__Supplied records__

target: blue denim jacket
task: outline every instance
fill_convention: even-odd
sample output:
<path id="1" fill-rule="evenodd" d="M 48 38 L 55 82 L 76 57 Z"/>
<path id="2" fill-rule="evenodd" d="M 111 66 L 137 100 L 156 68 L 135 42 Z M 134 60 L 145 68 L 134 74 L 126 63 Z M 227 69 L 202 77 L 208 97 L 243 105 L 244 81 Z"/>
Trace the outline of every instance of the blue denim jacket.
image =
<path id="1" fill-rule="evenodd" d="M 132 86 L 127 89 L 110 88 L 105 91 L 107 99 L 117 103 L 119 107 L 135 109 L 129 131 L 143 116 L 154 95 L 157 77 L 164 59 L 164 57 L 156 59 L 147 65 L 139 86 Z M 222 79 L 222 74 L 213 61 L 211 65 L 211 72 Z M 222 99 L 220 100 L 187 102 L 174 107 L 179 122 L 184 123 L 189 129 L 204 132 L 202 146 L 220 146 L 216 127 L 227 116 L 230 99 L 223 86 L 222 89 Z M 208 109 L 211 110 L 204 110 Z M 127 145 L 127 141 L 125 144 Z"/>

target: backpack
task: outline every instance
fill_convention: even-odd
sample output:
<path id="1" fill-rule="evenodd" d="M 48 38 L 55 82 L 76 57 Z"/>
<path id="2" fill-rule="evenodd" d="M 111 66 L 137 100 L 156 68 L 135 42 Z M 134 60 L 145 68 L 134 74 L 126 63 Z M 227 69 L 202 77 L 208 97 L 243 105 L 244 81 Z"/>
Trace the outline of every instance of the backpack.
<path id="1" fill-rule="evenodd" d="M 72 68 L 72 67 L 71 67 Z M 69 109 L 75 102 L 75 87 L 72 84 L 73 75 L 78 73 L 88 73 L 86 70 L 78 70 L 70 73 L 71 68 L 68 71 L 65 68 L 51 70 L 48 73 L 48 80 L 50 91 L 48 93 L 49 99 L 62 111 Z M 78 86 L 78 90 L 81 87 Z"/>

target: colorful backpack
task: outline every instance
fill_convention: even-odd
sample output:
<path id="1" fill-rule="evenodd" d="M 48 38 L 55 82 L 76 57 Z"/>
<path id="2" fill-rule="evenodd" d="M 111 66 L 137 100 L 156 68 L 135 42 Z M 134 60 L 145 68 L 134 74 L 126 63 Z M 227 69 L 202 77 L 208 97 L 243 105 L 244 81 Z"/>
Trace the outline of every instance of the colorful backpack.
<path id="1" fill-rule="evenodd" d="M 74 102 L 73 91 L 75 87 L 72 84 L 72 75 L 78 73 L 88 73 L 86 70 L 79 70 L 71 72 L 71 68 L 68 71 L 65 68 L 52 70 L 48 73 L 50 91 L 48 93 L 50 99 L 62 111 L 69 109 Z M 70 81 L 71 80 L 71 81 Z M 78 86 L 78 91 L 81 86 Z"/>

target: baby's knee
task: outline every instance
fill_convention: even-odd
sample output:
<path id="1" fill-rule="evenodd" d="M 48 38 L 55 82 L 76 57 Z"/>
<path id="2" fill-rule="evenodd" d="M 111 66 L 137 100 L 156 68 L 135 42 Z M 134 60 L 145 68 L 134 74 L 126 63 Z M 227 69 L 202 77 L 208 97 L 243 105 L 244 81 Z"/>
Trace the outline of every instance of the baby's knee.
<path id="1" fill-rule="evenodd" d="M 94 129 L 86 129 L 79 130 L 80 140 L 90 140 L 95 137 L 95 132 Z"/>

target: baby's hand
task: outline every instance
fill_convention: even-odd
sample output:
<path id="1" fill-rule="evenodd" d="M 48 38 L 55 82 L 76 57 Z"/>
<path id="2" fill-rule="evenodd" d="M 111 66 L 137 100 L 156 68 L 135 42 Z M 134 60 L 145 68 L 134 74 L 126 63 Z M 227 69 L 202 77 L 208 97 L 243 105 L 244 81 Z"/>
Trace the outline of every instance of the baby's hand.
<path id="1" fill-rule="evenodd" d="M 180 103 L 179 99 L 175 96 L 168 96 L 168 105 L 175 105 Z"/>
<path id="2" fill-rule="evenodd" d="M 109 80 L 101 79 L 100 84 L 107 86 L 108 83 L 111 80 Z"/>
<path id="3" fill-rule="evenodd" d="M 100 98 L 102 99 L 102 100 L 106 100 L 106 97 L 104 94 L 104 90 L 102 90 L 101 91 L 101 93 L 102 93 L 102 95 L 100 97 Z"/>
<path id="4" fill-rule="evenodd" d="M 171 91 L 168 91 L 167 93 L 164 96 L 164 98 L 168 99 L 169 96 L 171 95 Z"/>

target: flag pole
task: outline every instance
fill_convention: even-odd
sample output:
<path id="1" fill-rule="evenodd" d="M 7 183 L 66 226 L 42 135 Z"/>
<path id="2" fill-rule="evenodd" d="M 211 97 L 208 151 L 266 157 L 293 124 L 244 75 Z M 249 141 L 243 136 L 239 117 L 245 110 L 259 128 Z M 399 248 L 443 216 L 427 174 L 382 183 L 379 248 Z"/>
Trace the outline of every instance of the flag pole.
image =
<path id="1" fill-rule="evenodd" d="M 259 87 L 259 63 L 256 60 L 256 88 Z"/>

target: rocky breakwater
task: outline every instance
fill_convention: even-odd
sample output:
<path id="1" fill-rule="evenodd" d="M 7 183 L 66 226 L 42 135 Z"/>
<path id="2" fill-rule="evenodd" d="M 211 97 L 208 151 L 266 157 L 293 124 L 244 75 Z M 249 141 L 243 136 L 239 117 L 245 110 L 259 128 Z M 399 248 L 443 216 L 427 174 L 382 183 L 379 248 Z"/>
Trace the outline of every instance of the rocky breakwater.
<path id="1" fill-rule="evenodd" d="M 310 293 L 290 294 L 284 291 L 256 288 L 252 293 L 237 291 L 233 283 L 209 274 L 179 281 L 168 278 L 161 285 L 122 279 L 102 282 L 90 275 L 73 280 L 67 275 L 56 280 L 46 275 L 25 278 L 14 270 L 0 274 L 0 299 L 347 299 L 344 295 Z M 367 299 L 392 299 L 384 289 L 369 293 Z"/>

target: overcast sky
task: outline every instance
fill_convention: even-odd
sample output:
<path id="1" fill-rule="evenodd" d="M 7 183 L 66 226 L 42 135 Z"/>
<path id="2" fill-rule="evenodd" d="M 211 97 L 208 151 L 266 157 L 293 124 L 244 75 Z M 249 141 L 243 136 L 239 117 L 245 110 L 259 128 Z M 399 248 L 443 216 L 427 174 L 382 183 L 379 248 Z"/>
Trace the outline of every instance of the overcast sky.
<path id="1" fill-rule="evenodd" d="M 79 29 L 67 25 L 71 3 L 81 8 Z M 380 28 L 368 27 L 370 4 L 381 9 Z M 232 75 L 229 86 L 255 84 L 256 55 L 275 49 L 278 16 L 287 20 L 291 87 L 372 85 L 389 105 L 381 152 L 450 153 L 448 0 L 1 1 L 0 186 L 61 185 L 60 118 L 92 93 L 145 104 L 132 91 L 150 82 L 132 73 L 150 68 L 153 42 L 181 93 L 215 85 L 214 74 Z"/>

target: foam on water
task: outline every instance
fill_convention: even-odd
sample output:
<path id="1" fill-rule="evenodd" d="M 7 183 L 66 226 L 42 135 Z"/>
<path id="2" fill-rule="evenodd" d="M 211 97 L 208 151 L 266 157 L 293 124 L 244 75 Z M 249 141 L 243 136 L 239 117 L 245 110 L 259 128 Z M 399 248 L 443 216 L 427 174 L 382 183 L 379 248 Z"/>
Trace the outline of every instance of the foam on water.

__Exercise instructions__
Reproduce all of the records above verbatim, from the first line through the last.

__Finished exercise__
target: blue denim jacket
task: outline every instance
fill_convention: even-odd
sample output:
<path id="1" fill-rule="evenodd" d="M 48 38 L 55 82 L 76 57 Z"/>
<path id="2" fill-rule="evenodd" d="M 111 66 L 137 100 L 156 68 L 135 42 Z M 134 60 L 145 68 L 134 74 L 126 63 Z M 227 69 L 202 77 L 208 97 L 243 105 L 244 81 Z"/>
Trace the outline of every instance of the blue denim jacket.
image =
<path id="1" fill-rule="evenodd" d="M 132 86 L 127 89 L 110 88 L 105 91 L 107 99 L 117 103 L 119 107 L 135 109 L 129 131 L 143 116 L 154 95 L 157 77 L 164 59 L 164 57 L 156 59 L 147 65 L 139 86 Z M 222 79 L 222 74 L 213 61 L 211 65 L 211 72 Z M 222 99 L 220 100 L 187 102 L 174 107 L 179 122 L 184 123 L 189 129 L 204 132 L 202 146 L 220 146 L 216 127 L 227 116 L 230 99 L 223 86 L 222 89 Z M 208 109 L 211 110 L 204 110 Z M 127 145 L 127 141 L 125 144 Z"/>

target: backpack
task: outline every instance
fill_convention: even-odd
sample output:
<path id="1" fill-rule="evenodd" d="M 48 38 L 55 82 L 76 57 Z"/>
<path id="2" fill-rule="evenodd" d="M 111 66 L 137 100 L 156 68 L 135 42 Z M 134 60 L 145 68 L 134 74 L 126 63 Z M 227 69 L 202 77 L 208 97 L 243 105 L 244 81 Z"/>
Trace the outline of every instance of the backpack.
<path id="1" fill-rule="evenodd" d="M 72 68 L 72 67 L 71 67 Z M 69 109 L 75 102 L 75 87 L 72 84 L 73 75 L 78 73 L 88 73 L 86 70 L 78 70 L 70 73 L 71 68 L 68 71 L 65 68 L 51 70 L 48 73 L 48 80 L 50 91 L 48 93 L 49 99 L 62 111 Z M 78 86 L 78 90 L 81 87 Z"/>

target: colorful backpack
task: outline every instance
fill_convention: even-odd
sample output:
<path id="1" fill-rule="evenodd" d="M 48 38 L 55 82 L 76 57 Z"/>
<path id="2" fill-rule="evenodd" d="M 111 66 L 137 100 L 156 68 L 135 42 Z M 134 60 L 145 68 L 134 74 L 126 63 Z M 227 69 L 202 77 L 208 97 L 243 105 L 244 81 Z"/>
Trace the outline of every instance of the colorful backpack.
<path id="1" fill-rule="evenodd" d="M 74 102 L 73 91 L 75 87 L 72 84 L 72 75 L 78 73 L 88 73 L 86 70 L 79 70 L 71 72 L 71 68 L 68 71 L 65 68 L 52 70 L 48 73 L 50 91 L 48 93 L 50 99 L 62 111 L 69 109 Z M 70 81 L 71 80 L 71 81 Z M 78 86 L 78 91 L 81 86 Z"/>

target: baby's knee
task: outline every instance
fill_convention: even-odd
sample output:
<path id="1" fill-rule="evenodd" d="M 48 38 L 55 82 L 76 57 Z"/>
<path id="2" fill-rule="evenodd" d="M 111 66 L 137 100 L 156 68 L 135 42 Z M 134 60 L 145 68 L 134 74 L 126 63 Z M 227 69 L 202 77 L 208 97 L 243 105 L 244 81 Z"/>
Trace the outline of every instance of the baby's knee.
<path id="1" fill-rule="evenodd" d="M 94 129 L 86 129 L 79 130 L 80 140 L 90 140 L 95 137 L 95 132 Z"/>

target: baby's hand
task: outline every instance
fill_convention: even-odd
sample output:
<path id="1" fill-rule="evenodd" d="M 48 38 L 55 82 L 76 57 Z"/>
<path id="2" fill-rule="evenodd" d="M 111 66 L 137 100 L 156 68 L 135 42 Z M 134 60 L 145 68 L 134 74 L 126 63 Z M 227 69 L 202 77 L 208 97 L 243 105 L 244 81 Z"/>
Trace the outline of every instance of the baby's hand.
<path id="1" fill-rule="evenodd" d="M 180 103 L 179 99 L 175 96 L 168 96 L 168 105 L 175 105 Z"/>
<path id="2" fill-rule="evenodd" d="M 109 80 L 101 79 L 100 84 L 107 86 L 108 83 L 111 80 Z"/>
<path id="3" fill-rule="evenodd" d="M 100 98 L 102 99 L 102 100 L 106 100 L 106 97 L 104 94 L 104 90 L 102 90 L 101 91 L 101 93 L 102 93 L 102 95 L 100 97 Z"/>
<path id="4" fill-rule="evenodd" d="M 171 91 L 168 91 L 167 93 L 164 96 L 164 98 L 168 99 L 169 96 L 171 95 Z"/>

target: flag pole
task: outline every instance
fill_convention: even-odd
sample output:
<path id="1" fill-rule="evenodd" d="M 7 183 L 66 226 L 42 135 Z"/>
<path id="2" fill-rule="evenodd" d="M 211 97 L 208 151 L 266 157 L 293 124 L 244 75 Z M 249 141 L 243 136 L 239 117 L 245 110 L 259 128 Z M 399 248 L 443 216 L 427 174 L 382 183 L 379 248 Z"/>
Trace the outline of every instance of the flag pole.
image =
<path id="1" fill-rule="evenodd" d="M 259 87 L 259 63 L 256 60 L 256 88 Z"/>

target: rocky breakwater
task: outline every instance
fill_convention: even-odd
sample output:
<path id="1" fill-rule="evenodd" d="M 7 183 L 66 226 L 42 135 Z"/>
<path id="2" fill-rule="evenodd" d="M 211 97 L 208 151 L 266 157 L 293 124 L 244 75 Z M 249 141 L 243 136 L 239 117 L 245 110 L 259 128 Z M 399 248 L 443 216 L 427 174 L 382 183 L 379 248 Z"/>
Trace the outline of every instance of the rocky breakwater.
<path id="1" fill-rule="evenodd" d="M 310 293 L 290 294 L 284 291 L 256 288 L 252 293 L 237 291 L 233 283 L 209 274 L 179 281 L 168 278 L 161 285 L 122 279 L 102 282 L 90 275 L 73 280 L 67 275 L 56 280 L 46 275 L 25 278 L 14 270 L 0 274 L 0 299 L 347 299 L 344 295 Z M 367 299 L 392 299 L 384 289 L 369 293 Z"/>

target: overcast sky
task: outline every instance
fill_convention: even-odd
sample output:
<path id="1" fill-rule="evenodd" d="M 7 183 L 66 226 L 42 135 Z"/>
<path id="2" fill-rule="evenodd" d="M 211 97 L 208 151 L 266 157 L 293 124 L 244 75 Z M 249 141 L 243 136 L 239 117 L 245 110 L 259 128 Z M 399 248 L 443 216 L 427 174 L 382 183 L 379 248 Z"/>
Trace the outline of every instance of the overcast sky.
<path id="1" fill-rule="evenodd" d="M 79 29 L 67 25 L 71 3 L 81 8 Z M 380 28 L 368 27 L 370 4 L 381 9 Z M 232 75 L 229 86 L 255 84 L 256 55 L 275 49 L 278 16 L 287 20 L 291 87 L 372 85 L 389 105 L 381 152 L 450 153 L 448 0 L 1 1 L 0 186 L 61 185 L 60 118 L 92 93 L 145 104 L 132 91 L 150 82 L 132 73 L 150 68 L 153 42 L 181 93 L 215 85 L 214 74 Z"/>

target: foam on water
task: outline every instance
fill_convention: even-odd
sample output:
<path id="1" fill-rule="evenodd" d="M 7 183 L 66 226 L 42 135 Z"/>
<path id="2" fill-rule="evenodd" d="M 211 97 L 208 151 L 266 157 L 293 124 L 244 75 Z M 249 141 L 243 136 L 239 117 L 245 110 L 259 128 Z M 399 248 L 443 216 L 427 174 L 382 183 L 379 248 Z"/>
Trace the outline of every instance of the foam on water.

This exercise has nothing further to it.